_Available data_
------------------------------------------------------------------------

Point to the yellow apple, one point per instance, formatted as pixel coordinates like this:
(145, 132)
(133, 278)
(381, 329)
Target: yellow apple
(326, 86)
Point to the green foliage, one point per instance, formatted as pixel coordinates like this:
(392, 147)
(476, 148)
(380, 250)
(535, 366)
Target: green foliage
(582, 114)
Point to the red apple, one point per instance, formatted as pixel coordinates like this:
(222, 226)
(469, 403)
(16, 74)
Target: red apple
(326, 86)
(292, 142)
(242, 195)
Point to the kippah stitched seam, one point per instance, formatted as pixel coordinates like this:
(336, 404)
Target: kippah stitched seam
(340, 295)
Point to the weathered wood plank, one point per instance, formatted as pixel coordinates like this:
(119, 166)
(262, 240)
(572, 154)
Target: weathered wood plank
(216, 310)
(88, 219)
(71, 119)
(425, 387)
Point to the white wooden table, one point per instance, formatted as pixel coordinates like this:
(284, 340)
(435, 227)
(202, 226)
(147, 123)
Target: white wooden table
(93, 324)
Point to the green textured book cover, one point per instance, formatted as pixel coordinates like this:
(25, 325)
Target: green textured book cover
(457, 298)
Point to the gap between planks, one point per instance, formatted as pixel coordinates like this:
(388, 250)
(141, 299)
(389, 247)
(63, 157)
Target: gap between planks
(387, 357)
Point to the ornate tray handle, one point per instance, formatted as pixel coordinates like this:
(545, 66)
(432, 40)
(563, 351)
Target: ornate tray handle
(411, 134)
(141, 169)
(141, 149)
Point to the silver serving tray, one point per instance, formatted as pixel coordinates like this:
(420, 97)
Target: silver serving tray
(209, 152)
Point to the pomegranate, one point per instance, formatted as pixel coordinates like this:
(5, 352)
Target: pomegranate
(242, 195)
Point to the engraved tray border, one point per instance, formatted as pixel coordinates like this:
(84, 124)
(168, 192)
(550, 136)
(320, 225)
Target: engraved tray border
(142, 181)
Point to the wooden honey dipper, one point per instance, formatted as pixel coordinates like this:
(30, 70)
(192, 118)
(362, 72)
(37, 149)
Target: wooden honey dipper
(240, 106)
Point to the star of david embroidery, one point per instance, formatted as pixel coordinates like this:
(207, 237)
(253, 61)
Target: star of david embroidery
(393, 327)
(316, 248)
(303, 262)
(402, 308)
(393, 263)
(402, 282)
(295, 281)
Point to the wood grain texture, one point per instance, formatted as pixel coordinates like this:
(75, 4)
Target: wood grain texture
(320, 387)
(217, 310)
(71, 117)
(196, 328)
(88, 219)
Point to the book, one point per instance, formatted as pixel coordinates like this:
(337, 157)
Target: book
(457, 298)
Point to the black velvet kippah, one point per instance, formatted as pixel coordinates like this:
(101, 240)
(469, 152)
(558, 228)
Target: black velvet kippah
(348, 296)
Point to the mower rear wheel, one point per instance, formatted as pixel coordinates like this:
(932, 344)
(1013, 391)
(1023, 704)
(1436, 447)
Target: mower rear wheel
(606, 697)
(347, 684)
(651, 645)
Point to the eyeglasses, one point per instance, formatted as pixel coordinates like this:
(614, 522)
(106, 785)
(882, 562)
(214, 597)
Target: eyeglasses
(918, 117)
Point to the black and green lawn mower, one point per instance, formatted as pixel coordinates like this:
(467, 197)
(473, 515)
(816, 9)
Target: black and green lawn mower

------------------------------------------------------------------------

_Problem description_
Search the entries for "lawn" and show every line that has it.

_Written answer_
Point to the black and green lawn mower, one point per instance, formatted as pixel coordinates like this:
Target: black and green lawn mower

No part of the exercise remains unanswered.